## Your goal
According to the post on Neo4j Fabric, which Fabric capability sounds closer to the Australian Open graph?

## Passage given
----------
Neo4j: Cross database querying with Neo4j Fabric
A couple of weeks ago I wrote a QuickGraph blog post about the Australian Open, in which I showed how to use Neo4j 4.0’s multi database feature.
In that post we focused on queries that could be run on one database, but the 4.0 release also contains another feature for doing cross database querying - Neo4j Fabric - and we’re going to learn how to use that in this post.
What is Fabric?
To quote from the source:
Fabric, introduced in Neo4j 4.0, is a way to store and retrieve data in multiple databases, whether they are on the same Neo4j DBMS or in multiple DBMSs, using a single Cypher query.
https://neo4j.com/docs/operations-manual/current/fabric/introduction/
That sounds like what we have. It goes on to say:
In practical terms, Fabric provides the infrastructure and tooling for:
Data Federation: the ability to access data available in distributed sources in the form of disjointed graphs.
Data Sharding: the ability to access data available in distributed sources in the form of a common graph partitioned on multiple databases.
Data Federation sounds closer to what we have in our Australian Open Graph. The nodes representing the tournaments are the same, but the player, matches, and all other relationships are completely different.
----------
(Excerpts from point annotation data)
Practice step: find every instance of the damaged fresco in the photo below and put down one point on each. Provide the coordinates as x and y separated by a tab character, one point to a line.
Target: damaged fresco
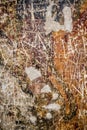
43	64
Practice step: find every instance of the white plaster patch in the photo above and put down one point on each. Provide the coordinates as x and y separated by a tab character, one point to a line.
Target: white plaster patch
67	18
52	107
32	73
46	89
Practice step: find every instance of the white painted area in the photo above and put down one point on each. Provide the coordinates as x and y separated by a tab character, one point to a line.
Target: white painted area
32	73
67	18
49	116
33	119
46	89
55	96
52	107
50	24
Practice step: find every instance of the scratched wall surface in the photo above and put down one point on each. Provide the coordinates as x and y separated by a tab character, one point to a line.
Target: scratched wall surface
43	64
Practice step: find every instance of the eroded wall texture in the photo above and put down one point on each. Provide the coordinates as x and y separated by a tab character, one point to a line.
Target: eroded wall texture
43	64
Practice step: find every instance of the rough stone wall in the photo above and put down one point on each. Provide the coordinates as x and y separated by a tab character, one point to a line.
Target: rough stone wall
43	65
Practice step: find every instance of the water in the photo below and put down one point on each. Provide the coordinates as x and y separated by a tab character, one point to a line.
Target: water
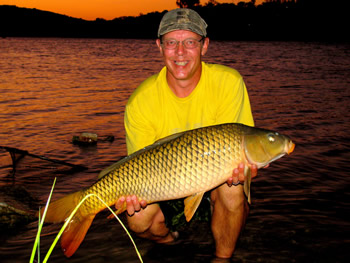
53	89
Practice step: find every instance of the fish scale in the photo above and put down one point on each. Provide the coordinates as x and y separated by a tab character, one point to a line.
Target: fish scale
195	156
183	165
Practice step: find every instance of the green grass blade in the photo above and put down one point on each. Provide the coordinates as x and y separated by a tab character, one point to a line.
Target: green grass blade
41	222
69	219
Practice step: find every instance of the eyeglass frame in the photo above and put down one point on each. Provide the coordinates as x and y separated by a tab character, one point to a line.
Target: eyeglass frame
182	42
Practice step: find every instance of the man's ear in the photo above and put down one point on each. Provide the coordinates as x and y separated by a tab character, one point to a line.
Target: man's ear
159	45
205	46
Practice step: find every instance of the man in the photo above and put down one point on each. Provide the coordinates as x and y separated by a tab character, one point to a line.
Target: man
186	94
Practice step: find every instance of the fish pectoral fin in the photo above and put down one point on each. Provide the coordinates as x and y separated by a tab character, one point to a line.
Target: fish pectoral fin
247	182
75	233
191	204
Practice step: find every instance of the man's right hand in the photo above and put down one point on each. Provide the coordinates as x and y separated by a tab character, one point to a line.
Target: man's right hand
133	205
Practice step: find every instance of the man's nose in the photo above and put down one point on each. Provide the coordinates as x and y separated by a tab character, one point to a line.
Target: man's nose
180	49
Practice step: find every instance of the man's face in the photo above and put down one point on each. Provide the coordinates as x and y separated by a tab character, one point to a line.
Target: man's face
183	63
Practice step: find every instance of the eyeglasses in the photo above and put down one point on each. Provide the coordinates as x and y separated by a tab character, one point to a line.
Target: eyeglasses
188	43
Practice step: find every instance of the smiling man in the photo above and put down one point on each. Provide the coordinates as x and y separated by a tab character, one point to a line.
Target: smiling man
186	94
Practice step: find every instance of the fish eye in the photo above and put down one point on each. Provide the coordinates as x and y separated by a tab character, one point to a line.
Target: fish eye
271	137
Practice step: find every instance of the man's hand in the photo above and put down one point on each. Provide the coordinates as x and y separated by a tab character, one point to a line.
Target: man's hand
133	205
238	174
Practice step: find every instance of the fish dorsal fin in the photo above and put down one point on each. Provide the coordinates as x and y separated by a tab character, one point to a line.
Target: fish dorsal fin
127	158
191	204
247	181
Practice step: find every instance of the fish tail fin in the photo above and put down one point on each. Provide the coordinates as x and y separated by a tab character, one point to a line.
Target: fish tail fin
59	211
247	182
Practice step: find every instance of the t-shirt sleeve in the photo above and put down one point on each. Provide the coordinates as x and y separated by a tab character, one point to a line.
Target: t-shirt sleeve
234	103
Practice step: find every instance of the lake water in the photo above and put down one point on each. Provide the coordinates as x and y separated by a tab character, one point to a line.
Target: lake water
54	89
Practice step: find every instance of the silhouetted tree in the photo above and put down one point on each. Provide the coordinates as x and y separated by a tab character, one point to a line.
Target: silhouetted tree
187	3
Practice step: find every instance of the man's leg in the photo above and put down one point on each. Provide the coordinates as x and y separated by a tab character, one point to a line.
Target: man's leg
230	210
150	223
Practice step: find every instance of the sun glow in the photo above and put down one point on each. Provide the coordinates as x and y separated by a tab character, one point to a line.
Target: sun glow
106	9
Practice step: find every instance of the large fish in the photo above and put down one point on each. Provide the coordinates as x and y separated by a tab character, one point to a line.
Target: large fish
186	164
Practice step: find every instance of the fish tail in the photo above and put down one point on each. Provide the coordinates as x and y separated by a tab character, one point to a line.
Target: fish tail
73	235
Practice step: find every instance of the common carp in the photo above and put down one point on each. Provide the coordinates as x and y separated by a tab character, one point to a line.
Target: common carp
183	165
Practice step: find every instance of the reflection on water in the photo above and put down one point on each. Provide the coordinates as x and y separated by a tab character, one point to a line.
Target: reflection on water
53	89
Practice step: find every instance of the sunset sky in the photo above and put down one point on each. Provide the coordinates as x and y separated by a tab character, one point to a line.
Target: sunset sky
107	9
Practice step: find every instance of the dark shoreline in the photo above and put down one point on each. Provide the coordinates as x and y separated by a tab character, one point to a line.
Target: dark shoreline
287	21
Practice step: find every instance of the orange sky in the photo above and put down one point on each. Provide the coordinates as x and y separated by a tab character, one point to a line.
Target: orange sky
107	9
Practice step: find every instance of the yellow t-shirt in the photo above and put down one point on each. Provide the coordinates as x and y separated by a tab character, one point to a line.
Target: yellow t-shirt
153	111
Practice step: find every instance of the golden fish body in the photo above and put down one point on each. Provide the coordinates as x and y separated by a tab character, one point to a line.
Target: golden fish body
182	165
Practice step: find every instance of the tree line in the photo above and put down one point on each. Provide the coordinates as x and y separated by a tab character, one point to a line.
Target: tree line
273	20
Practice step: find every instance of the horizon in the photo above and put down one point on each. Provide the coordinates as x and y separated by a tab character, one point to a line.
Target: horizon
105	9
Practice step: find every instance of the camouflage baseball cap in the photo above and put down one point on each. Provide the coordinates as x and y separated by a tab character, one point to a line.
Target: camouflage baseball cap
182	19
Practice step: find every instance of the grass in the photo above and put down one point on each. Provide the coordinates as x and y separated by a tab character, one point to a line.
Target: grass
36	247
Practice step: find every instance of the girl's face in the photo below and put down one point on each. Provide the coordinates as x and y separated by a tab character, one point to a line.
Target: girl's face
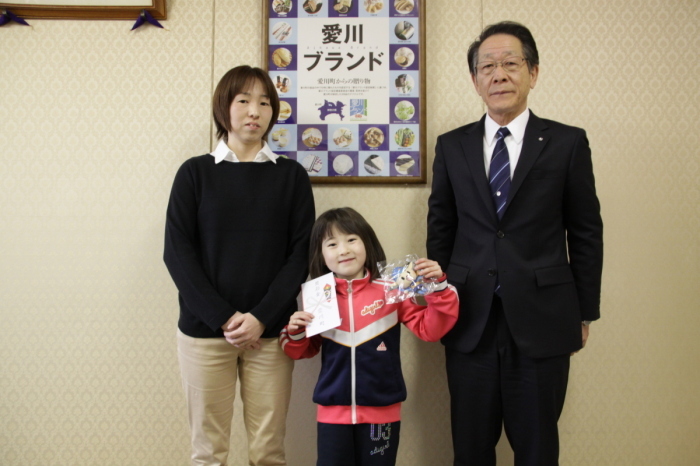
344	255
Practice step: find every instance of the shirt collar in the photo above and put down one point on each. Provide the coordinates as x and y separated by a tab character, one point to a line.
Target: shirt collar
223	152
516	127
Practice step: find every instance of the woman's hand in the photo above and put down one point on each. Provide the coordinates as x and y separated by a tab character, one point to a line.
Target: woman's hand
427	268
299	320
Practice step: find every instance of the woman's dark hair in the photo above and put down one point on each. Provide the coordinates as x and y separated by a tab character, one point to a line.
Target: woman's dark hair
511	28
349	221
234	82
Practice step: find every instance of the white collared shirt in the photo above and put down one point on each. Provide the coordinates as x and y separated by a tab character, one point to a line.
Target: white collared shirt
223	152
514	142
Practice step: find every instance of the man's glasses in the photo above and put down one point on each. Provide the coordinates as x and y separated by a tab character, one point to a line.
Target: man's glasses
510	65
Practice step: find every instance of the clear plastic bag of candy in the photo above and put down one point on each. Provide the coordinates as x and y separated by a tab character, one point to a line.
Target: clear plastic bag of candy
401	282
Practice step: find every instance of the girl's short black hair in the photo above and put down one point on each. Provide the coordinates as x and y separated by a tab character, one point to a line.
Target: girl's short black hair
346	220
235	81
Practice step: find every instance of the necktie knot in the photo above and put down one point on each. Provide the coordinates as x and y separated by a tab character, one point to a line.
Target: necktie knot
503	132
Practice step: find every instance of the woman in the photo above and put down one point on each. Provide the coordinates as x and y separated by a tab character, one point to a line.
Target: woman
236	246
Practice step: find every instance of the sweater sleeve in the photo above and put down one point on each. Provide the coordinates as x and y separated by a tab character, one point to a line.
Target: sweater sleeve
----------
## Full solution
Data Federation.